• _課題の説明_
下にある、企業と個人のエンゲージメントについての抜粋を書き写してください。「林幸弘_企業と個人の新たなエンゲージメント」を含むところから始めて、「まうとダメなのですが(笑)。」まで一字も変えずに写します。

• _文書の抜粋_
-*-*-
相互依存から、ワクワクし合える関係へ。企業と個人の新たなエンゲージメントを。

林幸弘_企業と個人の新たなエンゲージメント
能村 幸輝
能村

経営戦略と人事戦略を連動させる。人的資本に関する取り組みを可視化する。さまざまな人材戦略を講じてみても、多様な個人がいきいきと活躍していなくては、議論自体の意味がなくなってしまいます。企業と個人の関係性もこれまでとは大きく変わりました。

林 幸弘

単純につながりを強くするのではなく、多様な価値観と能力を持ったタレントを集めるには、最適なつながり方を模索していく必要がありますよね。エンゲージメントの土台を広げていかなければ、経営の武器にすることはできません。

岩本 隆
岩本

これまで、企業と従業員の関係は、互いに依存し合う「親子」の関係でした。それが今では、お互いに選び合う対等な関係になっている。いわば、「パートナー」ですね。エンゲージメントとはよく言ったもので、ここで理想的なのは、互いにワクワクし合える、気持ちのエネルギーが高まっている。そんな状態を保ち続けなければいけません。これが、結婚して、依存し合ってしまうとダメなのですが(笑)。
-*-*-
• _提供された記録_
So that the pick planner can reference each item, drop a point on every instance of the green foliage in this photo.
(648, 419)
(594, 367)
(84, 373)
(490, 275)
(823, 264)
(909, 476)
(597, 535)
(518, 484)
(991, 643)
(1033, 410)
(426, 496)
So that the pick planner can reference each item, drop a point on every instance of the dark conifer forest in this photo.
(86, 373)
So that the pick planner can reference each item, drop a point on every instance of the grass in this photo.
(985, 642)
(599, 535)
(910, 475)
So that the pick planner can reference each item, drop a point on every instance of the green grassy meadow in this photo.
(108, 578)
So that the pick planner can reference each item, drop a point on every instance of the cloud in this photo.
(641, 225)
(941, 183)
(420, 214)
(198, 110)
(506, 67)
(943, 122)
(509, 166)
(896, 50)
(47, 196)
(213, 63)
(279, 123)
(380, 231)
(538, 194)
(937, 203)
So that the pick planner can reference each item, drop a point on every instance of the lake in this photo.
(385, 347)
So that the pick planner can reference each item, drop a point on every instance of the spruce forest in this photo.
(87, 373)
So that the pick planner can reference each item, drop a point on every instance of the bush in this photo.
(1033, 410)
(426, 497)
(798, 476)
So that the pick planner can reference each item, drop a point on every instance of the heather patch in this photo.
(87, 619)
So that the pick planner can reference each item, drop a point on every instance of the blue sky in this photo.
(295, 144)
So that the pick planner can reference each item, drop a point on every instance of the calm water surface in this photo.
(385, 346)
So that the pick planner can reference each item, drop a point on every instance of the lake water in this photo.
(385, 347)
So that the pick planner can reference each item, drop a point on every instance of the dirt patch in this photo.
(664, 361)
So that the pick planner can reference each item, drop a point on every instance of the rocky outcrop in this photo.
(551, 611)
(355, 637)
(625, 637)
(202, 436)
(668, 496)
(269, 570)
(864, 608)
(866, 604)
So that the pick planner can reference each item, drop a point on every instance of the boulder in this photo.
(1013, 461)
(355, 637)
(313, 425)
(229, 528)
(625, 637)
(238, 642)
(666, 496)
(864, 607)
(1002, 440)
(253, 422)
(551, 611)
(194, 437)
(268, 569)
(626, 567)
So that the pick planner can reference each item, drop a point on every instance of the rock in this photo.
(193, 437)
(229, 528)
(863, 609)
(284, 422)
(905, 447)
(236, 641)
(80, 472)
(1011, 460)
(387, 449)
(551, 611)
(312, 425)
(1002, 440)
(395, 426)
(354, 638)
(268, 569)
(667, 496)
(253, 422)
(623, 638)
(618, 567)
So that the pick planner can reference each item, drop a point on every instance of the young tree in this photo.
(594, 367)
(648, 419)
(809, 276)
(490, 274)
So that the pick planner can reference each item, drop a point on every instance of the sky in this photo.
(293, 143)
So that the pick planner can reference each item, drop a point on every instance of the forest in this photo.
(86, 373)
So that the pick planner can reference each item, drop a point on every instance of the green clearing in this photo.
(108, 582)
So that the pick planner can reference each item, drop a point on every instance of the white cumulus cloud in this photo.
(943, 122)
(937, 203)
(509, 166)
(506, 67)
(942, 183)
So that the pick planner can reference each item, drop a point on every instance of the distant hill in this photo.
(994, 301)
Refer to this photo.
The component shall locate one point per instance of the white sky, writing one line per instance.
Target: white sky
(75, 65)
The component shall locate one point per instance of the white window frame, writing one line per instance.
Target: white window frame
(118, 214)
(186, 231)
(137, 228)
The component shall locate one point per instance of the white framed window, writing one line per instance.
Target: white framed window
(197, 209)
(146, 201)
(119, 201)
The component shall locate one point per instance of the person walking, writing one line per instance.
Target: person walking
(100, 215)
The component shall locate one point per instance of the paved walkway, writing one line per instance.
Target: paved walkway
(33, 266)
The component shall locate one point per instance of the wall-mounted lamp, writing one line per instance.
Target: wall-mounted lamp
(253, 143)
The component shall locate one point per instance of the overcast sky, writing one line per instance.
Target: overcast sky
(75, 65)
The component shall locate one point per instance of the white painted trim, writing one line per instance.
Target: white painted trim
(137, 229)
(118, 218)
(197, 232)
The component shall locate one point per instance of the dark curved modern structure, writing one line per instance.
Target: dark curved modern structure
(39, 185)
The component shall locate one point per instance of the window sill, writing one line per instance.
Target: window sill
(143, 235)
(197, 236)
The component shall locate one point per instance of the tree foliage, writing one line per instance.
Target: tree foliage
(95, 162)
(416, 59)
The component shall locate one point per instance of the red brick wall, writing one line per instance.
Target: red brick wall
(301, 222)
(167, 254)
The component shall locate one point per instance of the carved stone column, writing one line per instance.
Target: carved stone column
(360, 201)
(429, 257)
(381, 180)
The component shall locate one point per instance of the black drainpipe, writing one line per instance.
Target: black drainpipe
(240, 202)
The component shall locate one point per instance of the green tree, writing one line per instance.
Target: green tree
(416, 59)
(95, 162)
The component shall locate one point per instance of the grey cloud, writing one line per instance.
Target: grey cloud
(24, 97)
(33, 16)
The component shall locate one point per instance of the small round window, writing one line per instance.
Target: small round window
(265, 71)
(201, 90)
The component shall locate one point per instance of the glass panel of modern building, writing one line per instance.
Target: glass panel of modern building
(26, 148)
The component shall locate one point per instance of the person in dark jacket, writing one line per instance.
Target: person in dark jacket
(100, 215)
-*-*-
• _解答欄_
林幸弘_企業と個人の新たなエンゲージメント
能村 幸輝
能村

経営戦略と人事戦略を連動させる。人的資本に関する取り組みを可視化する。さまざまな人材戦略を講じてみても、多様な個人がいきいきと活躍していなくては、議論自体の意味がなくなってしまいます。企業と個人の関係性もこれまでとは大きく変わりました。

林 幸弘

単純につながりを強くするのではなく、多様な価値観と能力を持ったタレントを集めるには、最適なつながり方を模索していく必要がありますよね。エンゲージメントの土台を広げていかなければ、経営の武器にすることはできません。

岩本 隆
岩本

これまで、企業と従業員の関係は、互いに依存し合う「親子」の関係でした。それが今では、お互いに選び合う対等な関係になっている。いわば、「パートナー」ですね。エンゲージメントとはよく言ったもので、ここで理想的なのは、互いにワクワクし合える、気持ちのエネルギーが高まっている。そんな状態を保ち続けなければいけません。これが、結婚して、依存し合ってしまうとダメなのですが(笑)。